- [Task] Note how many lines in these entries contain "tree", and reply with that number alone.
Data listing START
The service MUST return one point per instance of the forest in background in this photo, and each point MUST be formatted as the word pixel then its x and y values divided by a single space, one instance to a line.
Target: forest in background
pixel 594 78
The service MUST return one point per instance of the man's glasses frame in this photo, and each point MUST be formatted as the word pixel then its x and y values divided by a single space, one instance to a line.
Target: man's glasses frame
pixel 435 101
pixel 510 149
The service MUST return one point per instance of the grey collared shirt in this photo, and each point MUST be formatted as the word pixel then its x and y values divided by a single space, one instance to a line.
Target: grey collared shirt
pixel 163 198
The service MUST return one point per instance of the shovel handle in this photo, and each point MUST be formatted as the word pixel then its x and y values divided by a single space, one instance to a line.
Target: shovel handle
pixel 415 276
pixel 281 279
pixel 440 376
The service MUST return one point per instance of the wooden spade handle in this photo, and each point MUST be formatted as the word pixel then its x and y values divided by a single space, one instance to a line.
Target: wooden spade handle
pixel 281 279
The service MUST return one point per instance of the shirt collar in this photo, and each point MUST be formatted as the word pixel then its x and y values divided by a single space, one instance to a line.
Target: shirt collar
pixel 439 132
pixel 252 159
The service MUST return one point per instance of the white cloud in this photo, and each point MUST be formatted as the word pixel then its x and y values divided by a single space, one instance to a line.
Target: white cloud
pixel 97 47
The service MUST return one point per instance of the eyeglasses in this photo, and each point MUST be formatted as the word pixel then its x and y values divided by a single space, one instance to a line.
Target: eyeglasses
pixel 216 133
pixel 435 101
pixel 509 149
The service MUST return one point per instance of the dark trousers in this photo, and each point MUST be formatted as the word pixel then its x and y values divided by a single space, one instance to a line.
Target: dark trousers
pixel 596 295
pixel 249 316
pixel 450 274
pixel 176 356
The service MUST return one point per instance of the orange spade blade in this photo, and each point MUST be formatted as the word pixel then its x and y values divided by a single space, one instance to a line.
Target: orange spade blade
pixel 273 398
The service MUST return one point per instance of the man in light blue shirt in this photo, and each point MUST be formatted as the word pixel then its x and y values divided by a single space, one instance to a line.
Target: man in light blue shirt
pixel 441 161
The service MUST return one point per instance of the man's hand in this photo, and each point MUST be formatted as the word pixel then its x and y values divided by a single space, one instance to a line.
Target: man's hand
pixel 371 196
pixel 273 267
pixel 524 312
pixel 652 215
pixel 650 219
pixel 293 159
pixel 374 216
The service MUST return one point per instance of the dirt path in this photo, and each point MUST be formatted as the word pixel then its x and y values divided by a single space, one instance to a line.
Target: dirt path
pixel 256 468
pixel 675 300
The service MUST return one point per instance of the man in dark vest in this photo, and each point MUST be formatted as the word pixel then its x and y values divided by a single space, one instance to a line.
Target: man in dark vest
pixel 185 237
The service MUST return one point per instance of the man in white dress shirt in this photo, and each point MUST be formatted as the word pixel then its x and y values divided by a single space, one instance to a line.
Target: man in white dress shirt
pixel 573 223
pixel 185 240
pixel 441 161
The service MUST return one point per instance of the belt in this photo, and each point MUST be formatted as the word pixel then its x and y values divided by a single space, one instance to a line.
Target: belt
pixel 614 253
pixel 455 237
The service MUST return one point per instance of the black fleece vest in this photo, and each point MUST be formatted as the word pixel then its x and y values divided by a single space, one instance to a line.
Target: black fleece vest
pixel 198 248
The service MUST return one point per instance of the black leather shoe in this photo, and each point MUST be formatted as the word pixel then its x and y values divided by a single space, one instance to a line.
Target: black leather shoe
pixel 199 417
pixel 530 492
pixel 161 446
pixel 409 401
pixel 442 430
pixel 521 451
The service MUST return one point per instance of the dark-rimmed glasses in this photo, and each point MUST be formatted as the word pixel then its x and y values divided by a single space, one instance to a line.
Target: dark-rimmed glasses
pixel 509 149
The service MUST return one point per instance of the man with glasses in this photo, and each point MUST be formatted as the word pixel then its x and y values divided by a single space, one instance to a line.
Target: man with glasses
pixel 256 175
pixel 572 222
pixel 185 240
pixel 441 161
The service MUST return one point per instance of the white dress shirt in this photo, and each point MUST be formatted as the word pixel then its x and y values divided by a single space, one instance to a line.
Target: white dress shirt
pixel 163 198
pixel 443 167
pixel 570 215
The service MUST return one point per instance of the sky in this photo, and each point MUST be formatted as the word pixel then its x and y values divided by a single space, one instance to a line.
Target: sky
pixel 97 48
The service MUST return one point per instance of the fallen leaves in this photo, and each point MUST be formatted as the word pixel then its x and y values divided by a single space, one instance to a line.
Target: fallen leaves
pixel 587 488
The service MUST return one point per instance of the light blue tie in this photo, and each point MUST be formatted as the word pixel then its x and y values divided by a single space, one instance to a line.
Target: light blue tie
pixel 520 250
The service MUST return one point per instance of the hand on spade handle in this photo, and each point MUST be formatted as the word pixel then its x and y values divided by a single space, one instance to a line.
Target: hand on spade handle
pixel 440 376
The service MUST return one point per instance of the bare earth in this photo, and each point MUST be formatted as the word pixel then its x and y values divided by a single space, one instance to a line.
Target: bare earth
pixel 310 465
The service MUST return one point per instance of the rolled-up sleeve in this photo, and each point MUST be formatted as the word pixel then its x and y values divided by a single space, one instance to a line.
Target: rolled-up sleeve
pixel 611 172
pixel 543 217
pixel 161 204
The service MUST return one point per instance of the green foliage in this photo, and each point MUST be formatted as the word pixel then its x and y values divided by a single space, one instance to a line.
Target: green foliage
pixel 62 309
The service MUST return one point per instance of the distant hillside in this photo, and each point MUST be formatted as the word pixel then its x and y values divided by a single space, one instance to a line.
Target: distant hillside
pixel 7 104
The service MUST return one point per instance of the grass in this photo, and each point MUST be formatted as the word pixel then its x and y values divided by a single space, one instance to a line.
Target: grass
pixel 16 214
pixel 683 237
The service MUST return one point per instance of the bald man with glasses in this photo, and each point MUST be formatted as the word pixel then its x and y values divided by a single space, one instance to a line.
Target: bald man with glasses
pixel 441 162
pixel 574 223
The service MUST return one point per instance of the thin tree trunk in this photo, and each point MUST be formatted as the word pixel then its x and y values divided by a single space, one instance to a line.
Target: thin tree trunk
Data listing END
- [Expected answer] 2